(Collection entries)
▬▬▬▬▬▬

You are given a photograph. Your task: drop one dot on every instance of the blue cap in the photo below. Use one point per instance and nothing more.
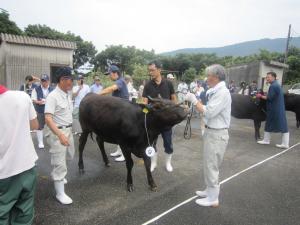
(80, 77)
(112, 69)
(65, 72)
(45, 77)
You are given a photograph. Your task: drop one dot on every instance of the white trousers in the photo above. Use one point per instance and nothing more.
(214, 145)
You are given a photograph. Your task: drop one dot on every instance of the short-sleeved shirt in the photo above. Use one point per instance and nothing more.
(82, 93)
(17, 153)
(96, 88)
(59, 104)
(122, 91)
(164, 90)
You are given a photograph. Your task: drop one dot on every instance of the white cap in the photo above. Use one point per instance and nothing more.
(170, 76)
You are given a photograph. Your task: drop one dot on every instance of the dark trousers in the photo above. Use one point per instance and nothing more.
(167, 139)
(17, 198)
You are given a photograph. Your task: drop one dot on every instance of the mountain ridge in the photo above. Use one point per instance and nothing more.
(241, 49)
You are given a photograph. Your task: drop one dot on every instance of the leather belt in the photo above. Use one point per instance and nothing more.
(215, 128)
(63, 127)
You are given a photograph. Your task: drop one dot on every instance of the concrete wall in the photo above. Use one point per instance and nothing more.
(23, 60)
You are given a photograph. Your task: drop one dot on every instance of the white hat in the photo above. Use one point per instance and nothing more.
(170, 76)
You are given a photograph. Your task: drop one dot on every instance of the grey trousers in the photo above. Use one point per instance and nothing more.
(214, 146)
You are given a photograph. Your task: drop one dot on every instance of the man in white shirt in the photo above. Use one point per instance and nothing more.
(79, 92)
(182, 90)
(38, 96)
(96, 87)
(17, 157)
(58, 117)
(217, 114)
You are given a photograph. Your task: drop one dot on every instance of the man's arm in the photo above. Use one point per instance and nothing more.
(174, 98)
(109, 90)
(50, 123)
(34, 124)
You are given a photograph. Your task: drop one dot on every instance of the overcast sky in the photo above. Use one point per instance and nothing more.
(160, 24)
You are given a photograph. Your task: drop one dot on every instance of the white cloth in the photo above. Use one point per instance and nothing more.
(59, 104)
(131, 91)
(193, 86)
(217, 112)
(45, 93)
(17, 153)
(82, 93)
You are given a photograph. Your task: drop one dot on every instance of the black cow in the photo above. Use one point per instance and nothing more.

▬▬▬▬▬▬

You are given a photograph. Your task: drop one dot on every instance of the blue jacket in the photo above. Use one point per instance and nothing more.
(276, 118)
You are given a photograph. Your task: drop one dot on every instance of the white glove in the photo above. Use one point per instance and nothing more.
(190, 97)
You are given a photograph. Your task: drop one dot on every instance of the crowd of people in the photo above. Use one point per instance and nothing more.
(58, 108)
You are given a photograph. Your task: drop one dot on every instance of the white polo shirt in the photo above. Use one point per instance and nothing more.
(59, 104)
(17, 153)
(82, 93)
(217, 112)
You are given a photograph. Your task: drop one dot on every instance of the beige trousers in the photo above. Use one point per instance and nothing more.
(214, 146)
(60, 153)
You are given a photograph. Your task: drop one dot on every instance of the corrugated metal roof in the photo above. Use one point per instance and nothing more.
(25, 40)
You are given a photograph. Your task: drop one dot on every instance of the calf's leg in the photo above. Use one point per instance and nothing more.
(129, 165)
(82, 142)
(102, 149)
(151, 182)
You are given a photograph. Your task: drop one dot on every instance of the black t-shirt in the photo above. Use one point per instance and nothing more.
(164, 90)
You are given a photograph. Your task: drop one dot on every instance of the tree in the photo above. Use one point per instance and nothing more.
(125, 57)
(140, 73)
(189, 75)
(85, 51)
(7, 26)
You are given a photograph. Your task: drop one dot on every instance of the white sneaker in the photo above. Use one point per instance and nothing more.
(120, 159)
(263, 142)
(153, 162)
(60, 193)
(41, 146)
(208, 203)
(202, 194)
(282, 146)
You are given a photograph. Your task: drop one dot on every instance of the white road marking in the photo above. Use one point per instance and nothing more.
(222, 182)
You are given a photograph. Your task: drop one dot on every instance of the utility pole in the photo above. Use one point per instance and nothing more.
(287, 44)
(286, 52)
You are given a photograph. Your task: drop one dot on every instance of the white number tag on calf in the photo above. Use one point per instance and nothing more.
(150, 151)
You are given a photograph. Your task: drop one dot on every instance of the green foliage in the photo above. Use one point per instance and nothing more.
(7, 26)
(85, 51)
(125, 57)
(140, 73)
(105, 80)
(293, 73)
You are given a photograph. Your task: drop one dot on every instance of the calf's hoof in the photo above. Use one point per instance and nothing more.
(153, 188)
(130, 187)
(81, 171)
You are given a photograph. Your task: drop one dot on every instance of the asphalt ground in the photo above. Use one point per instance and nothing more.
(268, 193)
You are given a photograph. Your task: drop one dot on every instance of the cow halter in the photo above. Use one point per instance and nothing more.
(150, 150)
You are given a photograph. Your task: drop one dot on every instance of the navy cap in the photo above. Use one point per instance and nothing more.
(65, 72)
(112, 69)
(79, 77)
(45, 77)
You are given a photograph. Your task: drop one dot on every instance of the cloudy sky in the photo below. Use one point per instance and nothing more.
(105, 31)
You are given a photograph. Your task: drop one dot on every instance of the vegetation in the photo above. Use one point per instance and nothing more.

▬▬▬▬▬▬

• _What to produce_: Would you copy out exactly the lines above that start at the one containing "man in white" and end at the one containing "the black cow", inclusive?

• _Problem solution_:
You are given a photograph. Your task: drop one dot on every instance of the man in white shirt in the photo above. Use one point per instance and nothing more.
(79, 92)
(182, 90)
(38, 96)
(96, 87)
(17, 157)
(58, 117)
(217, 114)
You are given a photograph. Your task: drop one dot on every instance of the man's arm in the photo above. Use one point per instance and nothing more.
(174, 98)
(109, 90)
(50, 123)
(34, 124)
You are given a photograph. Your task: drop one dot on every instance of the overcast sky in the photo above. Use one point per instance and nothing more.
(160, 24)
You are given a photograph. Your task: drop one dot on every instance of the white cloth in the photo above. Use one point per instance and nothing more.
(59, 104)
(131, 91)
(193, 86)
(217, 112)
(45, 93)
(17, 153)
(82, 93)
You are given a photograph. Your task: drop one dot on every instance of the black cow in the photo above. Use one point per instance and nothing more.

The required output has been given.